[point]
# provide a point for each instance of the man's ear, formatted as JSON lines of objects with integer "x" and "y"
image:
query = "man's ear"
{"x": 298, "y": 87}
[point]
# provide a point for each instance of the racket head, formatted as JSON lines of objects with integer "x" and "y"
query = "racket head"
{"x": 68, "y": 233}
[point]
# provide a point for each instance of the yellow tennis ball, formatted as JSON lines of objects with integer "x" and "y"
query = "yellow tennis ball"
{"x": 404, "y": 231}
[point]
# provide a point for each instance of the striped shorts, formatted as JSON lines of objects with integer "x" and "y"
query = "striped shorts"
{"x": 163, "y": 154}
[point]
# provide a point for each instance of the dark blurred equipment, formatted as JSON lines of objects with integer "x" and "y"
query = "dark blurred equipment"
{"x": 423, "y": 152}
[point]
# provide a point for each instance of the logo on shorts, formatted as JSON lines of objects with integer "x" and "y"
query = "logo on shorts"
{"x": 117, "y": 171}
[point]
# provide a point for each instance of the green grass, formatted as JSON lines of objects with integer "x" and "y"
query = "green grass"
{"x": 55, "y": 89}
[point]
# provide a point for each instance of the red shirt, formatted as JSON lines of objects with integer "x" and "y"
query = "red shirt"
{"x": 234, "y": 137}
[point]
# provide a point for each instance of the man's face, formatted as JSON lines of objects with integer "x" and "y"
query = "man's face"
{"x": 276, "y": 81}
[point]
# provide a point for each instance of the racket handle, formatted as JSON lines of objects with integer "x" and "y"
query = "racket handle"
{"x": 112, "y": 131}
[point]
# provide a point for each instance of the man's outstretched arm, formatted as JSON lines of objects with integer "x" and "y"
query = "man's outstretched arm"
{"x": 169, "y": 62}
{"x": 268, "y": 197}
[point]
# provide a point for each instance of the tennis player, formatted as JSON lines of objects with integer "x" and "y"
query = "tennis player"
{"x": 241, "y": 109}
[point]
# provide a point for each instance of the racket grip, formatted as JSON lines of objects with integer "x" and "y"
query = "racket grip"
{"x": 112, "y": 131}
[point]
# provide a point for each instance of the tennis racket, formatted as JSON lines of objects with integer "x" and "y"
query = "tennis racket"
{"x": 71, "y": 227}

Work task: Word for word, write out every record in the listing.

Result of the exercise:
[point]
# provide a point for each instance of the man's ear, formatted as JSON lines of objects with integer "x" and "y"
image:
query = "man's ear"
{"x": 298, "y": 87}
[point]
# provide a point for each instance of the racket head, formatted as JSON lines of objects with integer "x" and "y"
query = "racket head"
{"x": 68, "y": 233}
[point]
# provide a point for each instance of the yellow tennis ball, formatted as JSON lines of objects with integer "x" and "y"
query = "yellow tennis ball"
{"x": 404, "y": 231}
[point]
# provide a point for each instance of the striped shorts, formatted as JSON lines of objects with integer "x" and "y"
query = "striped shorts"
{"x": 163, "y": 154}
[point]
# provide a point for each instance of the dark blurred equipment, formatted as JSON lines of objects with integer "x" and "y"
query = "dark blurred equipment"
{"x": 423, "y": 152}
[point]
# provide a point for each instance of the logo on shorts, formatted as JSON lines of objects with integer "x" and "y"
query = "logo on shorts"
{"x": 117, "y": 171}
[point]
# provide a point for each instance of the green grass, formatted as JSON lines of objects with integer "x" and "y"
query = "green grass"
{"x": 55, "y": 89}
[point]
# provide a point for each instance of the red shirt, formatted as JSON lines of objects with integer "x" and "y"
query = "red shirt"
{"x": 234, "y": 137}
[point]
# provide a point for each instance of the man's face, formatted as JSON lines of objects with integer "x" and "y"
query = "man's face"
{"x": 276, "y": 81}
[point]
# provide a point for each instance of the racket handle, formatted as JSON lines of objects with integer "x" and "y"
query = "racket handle"
{"x": 112, "y": 131}
[point]
# provide a point for each instance of the man's outstretched arm, formatted as JSON lines of objects with integer "x" and "y"
query = "man's outstretched arm"
{"x": 169, "y": 62}
{"x": 268, "y": 197}
[point]
# provide a point for each instance of the tennis player, formatted as JSON lines of objects with integer "x" and "y"
query = "tennis player"
{"x": 241, "y": 109}
[point]
# provide a point for each instance of the racket grip, formatted as JSON lines of objects with integer "x" and "y"
query = "racket grip"
{"x": 112, "y": 131}
[point]
# provide a point for each instance of the tennis racket, formatted as JSON lines of objects with integer "x" and "y"
query = "tennis racket"
{"x": 71, "y": 227}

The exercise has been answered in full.